GIVEN TASK:
Can you write out again only the part of the listing that opens with the line containing "Shelf-set audit: indicate the bird's long" and closes with the line containing "(1023, 303)", request lines included, while shifting every coordinate in the answers up by 32?

MATERIALS PROVIDED:

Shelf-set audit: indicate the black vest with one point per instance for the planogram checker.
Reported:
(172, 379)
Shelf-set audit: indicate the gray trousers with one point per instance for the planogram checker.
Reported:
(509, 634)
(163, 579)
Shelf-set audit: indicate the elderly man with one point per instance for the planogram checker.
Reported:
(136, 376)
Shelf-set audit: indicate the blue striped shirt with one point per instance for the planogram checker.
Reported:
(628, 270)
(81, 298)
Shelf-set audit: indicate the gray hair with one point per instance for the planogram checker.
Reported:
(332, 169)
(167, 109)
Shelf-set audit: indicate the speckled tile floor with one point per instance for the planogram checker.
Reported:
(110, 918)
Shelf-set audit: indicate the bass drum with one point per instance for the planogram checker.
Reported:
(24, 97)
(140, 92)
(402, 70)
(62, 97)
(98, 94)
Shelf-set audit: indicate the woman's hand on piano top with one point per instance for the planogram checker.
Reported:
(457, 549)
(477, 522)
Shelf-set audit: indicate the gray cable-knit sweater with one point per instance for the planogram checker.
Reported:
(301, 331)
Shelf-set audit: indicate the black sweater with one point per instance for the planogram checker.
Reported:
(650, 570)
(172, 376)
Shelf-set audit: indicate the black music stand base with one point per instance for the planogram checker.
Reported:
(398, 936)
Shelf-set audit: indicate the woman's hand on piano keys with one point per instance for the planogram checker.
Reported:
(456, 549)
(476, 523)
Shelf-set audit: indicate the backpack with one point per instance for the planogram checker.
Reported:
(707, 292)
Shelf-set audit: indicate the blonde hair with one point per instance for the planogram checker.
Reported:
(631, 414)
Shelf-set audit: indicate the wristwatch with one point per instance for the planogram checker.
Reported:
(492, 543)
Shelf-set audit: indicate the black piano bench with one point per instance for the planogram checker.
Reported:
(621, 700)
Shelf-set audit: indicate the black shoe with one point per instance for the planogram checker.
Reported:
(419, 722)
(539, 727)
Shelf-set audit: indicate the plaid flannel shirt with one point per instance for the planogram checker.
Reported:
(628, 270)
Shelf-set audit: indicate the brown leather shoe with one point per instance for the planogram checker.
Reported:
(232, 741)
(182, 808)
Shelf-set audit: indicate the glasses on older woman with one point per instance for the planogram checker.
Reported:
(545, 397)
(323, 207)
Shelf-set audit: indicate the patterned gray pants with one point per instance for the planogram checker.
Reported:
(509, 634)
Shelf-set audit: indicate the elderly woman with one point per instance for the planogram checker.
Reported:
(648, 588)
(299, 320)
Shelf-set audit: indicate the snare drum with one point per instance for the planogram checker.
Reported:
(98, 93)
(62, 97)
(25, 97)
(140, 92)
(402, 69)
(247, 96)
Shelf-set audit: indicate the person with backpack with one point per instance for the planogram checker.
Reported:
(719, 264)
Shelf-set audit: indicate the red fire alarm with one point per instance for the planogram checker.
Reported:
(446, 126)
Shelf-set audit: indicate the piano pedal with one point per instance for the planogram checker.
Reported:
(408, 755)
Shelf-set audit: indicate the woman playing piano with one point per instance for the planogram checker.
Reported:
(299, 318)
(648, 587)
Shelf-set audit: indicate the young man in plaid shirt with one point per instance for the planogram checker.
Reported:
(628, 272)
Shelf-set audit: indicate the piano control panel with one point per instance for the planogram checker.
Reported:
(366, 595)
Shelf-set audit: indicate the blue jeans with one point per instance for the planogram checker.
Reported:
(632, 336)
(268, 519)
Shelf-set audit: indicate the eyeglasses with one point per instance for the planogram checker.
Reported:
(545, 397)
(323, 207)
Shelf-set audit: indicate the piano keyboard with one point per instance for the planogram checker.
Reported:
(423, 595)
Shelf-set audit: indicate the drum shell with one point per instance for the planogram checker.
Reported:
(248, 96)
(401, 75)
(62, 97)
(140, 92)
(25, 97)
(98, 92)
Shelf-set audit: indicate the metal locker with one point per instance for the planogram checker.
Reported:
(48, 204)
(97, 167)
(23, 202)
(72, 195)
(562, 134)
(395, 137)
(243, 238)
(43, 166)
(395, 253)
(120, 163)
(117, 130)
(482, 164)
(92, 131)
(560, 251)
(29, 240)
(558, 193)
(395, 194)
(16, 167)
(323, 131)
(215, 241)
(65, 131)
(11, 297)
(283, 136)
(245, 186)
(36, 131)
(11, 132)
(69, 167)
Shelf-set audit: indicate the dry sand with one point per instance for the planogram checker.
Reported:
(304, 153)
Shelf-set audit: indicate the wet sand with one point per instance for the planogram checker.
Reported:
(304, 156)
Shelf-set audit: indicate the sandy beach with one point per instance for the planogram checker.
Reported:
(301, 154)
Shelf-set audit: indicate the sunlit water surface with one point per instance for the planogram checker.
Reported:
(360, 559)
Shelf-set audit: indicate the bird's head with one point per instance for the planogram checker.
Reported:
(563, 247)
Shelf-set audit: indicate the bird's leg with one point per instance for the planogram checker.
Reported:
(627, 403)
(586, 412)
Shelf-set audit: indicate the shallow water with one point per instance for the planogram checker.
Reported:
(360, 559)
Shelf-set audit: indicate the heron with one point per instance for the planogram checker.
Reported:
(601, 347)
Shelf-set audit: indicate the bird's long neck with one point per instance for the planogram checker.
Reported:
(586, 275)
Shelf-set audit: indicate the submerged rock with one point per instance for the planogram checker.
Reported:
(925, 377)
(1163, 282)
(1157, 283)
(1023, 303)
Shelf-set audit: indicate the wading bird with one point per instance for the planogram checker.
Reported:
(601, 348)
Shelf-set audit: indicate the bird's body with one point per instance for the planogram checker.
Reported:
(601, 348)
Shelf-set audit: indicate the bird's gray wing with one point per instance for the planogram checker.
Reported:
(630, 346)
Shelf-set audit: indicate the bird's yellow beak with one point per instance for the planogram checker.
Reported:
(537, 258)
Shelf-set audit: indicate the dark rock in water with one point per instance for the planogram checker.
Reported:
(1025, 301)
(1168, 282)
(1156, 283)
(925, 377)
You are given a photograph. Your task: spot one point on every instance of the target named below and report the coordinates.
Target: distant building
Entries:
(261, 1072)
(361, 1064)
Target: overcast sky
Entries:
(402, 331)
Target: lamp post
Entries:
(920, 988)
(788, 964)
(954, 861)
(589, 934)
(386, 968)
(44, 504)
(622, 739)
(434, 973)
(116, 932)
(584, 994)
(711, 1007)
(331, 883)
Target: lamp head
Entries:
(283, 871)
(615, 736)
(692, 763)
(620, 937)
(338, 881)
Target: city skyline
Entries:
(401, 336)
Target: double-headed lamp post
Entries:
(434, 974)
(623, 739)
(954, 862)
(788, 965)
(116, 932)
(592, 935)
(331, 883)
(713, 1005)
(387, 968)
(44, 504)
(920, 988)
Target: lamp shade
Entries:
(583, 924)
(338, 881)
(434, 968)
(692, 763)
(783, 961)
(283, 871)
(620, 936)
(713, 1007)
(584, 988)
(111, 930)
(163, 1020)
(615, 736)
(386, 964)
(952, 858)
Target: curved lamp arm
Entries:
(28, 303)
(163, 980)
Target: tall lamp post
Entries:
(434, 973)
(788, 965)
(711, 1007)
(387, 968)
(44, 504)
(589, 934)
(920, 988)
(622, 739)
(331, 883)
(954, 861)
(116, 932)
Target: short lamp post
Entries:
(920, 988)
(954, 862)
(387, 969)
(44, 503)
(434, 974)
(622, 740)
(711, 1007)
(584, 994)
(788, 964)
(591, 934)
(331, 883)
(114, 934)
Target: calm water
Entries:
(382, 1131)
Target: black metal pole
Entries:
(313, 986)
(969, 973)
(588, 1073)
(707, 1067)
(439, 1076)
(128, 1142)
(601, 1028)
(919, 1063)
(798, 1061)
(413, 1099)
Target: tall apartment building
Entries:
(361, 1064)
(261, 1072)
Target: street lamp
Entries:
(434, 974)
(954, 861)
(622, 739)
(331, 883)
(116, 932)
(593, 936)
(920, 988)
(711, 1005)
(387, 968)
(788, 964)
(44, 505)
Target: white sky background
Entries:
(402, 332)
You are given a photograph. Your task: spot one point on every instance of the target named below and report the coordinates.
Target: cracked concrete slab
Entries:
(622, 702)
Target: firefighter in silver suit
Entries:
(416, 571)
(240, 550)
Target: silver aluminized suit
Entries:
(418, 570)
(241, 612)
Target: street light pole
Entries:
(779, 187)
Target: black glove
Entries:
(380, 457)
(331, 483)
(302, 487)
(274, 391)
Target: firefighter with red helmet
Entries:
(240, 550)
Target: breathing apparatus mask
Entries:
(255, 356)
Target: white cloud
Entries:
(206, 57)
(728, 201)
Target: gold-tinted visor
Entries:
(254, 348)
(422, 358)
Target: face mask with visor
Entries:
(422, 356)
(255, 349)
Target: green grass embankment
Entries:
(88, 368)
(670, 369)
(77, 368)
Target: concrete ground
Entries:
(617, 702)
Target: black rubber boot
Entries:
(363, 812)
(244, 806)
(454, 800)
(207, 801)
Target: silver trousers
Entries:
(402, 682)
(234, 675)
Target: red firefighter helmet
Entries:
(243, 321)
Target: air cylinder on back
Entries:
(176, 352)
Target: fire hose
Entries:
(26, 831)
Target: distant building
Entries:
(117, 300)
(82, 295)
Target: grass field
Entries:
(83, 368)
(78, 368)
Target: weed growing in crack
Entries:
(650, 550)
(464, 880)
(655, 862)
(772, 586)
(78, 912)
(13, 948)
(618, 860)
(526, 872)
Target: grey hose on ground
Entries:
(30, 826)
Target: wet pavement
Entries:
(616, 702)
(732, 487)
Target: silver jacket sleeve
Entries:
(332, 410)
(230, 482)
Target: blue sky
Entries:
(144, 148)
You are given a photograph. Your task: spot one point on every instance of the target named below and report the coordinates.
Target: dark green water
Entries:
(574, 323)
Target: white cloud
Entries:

SOLUTION FOR THIS PROBLEM:
Shelf-set audit: indicate the bird's long neck with one point per instance for the planogram checker.
Reported:
(618, 307)
Shelf-set audit: indicate the submerged rock with one point per instance for the planogram checker.
Reported:
(957, 409)
(1195, 314)
(1189, 315)
(1055, 335)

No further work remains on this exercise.